# Entries supplied start
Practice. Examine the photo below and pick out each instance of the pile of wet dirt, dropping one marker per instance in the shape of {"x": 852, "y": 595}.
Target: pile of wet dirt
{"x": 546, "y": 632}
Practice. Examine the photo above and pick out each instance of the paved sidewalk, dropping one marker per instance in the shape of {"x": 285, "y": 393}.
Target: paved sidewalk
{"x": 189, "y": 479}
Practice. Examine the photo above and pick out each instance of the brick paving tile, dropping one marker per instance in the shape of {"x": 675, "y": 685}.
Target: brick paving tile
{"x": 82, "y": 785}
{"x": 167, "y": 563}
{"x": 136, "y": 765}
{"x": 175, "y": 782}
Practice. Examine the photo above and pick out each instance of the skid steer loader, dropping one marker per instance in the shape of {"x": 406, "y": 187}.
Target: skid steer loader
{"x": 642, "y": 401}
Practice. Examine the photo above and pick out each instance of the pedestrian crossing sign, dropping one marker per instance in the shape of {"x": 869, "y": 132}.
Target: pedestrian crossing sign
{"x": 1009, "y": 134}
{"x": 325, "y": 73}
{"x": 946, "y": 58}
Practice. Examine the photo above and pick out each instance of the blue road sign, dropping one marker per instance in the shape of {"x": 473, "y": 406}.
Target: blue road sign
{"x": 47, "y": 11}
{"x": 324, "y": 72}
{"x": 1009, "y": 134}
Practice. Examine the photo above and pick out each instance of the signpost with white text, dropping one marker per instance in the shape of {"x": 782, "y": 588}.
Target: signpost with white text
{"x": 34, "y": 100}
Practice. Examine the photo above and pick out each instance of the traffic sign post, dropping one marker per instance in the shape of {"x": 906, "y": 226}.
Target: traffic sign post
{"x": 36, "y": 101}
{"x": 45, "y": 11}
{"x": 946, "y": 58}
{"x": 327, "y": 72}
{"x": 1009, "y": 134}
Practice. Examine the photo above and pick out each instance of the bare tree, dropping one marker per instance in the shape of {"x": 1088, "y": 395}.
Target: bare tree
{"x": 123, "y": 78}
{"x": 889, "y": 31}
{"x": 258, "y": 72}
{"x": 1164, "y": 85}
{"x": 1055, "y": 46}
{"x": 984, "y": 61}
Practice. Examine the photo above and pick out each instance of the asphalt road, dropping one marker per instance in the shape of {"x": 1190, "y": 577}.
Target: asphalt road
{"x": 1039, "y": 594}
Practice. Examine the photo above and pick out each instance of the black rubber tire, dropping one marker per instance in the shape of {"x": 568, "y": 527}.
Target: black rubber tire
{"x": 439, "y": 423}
# Entries supplied end
# Entries supplied start
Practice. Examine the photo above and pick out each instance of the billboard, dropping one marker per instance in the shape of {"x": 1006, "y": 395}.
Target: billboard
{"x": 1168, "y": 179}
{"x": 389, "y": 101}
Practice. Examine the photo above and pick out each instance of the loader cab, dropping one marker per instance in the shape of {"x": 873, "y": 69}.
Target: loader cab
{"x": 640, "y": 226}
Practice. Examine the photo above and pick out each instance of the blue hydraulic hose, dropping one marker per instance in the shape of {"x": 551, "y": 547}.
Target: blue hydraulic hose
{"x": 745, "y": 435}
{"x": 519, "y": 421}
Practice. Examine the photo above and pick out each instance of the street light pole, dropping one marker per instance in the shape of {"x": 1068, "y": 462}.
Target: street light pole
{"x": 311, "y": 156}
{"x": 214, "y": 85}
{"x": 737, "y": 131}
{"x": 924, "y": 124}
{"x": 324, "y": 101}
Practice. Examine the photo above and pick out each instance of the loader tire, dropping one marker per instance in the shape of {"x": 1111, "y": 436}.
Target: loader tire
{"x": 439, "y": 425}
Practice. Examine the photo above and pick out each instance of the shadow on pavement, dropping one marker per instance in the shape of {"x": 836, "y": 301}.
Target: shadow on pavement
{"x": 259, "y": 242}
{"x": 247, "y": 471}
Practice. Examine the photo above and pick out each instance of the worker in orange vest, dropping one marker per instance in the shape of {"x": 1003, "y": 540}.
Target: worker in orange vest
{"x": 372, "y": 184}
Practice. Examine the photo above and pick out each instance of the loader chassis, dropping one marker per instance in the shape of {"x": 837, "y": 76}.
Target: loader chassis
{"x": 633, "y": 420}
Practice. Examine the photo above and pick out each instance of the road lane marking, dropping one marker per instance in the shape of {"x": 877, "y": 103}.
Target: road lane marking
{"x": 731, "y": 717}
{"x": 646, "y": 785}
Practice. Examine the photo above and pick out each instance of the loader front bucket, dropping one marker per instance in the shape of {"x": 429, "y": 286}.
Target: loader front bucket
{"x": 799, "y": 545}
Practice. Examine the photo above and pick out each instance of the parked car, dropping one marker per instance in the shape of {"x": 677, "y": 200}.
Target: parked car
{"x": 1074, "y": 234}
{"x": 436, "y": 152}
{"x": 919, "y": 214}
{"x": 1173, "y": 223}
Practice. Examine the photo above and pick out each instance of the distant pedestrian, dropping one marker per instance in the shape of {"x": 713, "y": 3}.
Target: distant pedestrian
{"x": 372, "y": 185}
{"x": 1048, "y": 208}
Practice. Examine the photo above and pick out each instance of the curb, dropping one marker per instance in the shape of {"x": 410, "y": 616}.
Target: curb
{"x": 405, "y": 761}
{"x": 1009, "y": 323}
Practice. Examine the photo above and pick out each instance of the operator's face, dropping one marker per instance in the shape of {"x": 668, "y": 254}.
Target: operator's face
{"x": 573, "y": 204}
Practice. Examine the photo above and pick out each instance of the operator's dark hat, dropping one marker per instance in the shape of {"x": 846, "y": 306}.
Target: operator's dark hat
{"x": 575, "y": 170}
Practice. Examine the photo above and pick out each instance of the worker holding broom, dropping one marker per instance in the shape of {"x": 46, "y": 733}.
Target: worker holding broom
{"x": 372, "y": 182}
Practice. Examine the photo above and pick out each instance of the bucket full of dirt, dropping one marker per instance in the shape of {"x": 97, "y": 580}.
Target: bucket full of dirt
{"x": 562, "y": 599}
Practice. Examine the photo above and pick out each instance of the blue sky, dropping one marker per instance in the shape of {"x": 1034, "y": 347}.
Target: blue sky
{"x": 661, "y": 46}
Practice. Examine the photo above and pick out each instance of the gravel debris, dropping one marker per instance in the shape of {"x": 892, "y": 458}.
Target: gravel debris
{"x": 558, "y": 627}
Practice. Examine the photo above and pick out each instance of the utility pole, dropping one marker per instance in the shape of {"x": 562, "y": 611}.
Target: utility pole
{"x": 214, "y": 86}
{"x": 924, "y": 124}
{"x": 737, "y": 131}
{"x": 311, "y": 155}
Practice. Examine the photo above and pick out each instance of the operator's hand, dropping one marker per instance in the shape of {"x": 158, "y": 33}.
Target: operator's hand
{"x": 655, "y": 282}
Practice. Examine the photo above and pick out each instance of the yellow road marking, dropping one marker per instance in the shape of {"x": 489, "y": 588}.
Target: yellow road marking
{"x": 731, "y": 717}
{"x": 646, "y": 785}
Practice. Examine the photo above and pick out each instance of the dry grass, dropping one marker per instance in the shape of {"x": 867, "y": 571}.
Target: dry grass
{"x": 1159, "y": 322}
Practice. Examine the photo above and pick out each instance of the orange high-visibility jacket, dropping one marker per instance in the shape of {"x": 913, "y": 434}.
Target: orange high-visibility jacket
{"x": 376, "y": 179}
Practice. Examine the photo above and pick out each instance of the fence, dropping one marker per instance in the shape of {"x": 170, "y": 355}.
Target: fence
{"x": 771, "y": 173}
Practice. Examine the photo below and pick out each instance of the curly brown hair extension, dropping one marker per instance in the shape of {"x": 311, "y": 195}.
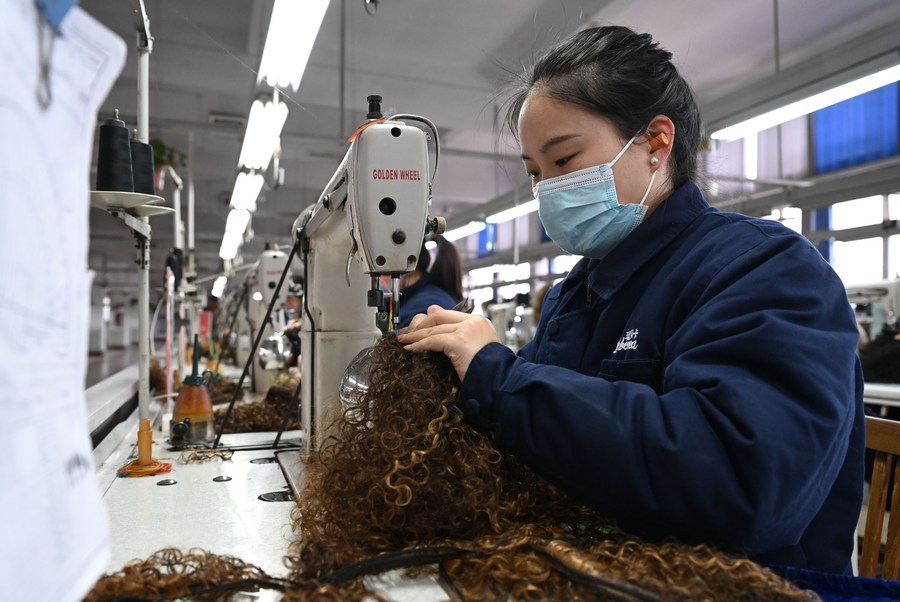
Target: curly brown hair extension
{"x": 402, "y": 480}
# Entries supplied end
# Entries supplied start
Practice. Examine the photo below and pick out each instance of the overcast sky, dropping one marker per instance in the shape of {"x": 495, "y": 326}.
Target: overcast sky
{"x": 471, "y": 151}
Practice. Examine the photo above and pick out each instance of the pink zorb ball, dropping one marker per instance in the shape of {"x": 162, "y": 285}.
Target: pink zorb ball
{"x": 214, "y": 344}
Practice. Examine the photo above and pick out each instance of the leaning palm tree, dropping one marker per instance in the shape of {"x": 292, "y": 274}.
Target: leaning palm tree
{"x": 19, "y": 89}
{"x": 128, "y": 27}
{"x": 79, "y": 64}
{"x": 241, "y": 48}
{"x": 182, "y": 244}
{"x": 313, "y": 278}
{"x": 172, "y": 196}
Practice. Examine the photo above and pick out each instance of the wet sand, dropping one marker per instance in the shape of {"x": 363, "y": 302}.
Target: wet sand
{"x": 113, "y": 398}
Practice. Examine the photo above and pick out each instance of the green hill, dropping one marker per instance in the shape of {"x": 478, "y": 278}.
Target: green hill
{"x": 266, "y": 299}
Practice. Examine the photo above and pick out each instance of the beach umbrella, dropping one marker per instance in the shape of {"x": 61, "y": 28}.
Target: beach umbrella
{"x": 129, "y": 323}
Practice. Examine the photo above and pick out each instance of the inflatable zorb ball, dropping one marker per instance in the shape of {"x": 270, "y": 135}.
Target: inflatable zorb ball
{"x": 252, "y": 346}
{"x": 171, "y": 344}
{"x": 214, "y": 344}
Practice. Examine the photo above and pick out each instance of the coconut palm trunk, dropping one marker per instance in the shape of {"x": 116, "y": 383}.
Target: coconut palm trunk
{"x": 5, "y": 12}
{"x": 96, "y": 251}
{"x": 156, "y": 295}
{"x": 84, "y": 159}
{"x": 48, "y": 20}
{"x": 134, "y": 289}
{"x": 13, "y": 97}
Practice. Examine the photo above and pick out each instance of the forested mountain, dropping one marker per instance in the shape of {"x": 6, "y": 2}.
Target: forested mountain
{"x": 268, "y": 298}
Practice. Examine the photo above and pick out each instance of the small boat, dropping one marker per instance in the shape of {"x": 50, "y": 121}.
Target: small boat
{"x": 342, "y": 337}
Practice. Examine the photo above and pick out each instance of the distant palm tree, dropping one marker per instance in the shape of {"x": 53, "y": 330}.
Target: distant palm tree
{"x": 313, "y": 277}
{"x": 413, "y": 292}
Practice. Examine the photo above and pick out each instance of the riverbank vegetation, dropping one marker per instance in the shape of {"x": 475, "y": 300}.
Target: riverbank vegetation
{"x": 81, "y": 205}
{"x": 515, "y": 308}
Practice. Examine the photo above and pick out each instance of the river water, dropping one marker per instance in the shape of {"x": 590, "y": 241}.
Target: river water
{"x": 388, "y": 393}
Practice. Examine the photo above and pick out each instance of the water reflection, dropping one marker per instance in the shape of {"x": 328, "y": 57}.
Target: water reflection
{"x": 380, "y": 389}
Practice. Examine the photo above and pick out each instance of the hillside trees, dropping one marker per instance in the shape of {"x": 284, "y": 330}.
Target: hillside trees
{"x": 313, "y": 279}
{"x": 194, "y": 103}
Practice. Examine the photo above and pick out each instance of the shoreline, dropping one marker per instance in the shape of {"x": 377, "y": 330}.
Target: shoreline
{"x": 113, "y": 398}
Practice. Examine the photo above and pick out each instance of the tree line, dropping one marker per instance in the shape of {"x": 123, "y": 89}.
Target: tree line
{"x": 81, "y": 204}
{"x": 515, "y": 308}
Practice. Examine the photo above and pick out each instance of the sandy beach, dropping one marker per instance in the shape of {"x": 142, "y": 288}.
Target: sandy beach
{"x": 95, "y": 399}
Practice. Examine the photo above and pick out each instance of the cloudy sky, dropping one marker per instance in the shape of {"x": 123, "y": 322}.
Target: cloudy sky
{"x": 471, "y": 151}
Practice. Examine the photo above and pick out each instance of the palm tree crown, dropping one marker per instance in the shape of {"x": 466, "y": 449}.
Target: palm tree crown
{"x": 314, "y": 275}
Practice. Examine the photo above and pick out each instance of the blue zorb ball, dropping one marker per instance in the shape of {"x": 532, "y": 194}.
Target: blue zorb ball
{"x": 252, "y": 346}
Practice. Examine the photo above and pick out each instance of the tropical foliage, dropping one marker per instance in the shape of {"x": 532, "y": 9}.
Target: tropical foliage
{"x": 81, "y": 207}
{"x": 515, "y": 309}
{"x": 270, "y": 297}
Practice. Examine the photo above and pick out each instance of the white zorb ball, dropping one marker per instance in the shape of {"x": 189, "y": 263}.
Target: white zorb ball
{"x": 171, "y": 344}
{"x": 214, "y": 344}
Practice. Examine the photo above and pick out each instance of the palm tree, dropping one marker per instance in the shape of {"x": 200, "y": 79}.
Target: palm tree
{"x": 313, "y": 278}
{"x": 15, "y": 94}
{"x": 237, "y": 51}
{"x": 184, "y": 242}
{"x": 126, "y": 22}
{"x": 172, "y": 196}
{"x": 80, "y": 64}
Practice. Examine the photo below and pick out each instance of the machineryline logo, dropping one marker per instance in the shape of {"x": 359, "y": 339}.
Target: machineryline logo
# Entries supplied end
To be done:
Extract every line of the items above that contains the word "full".

Expected output:
Practice. Examine the photo above and pick out each instance of the bucket full of dirt, dropping one marker per instance in the shape of {"x": 97, "y": 580}.
Target: bucket full of dirt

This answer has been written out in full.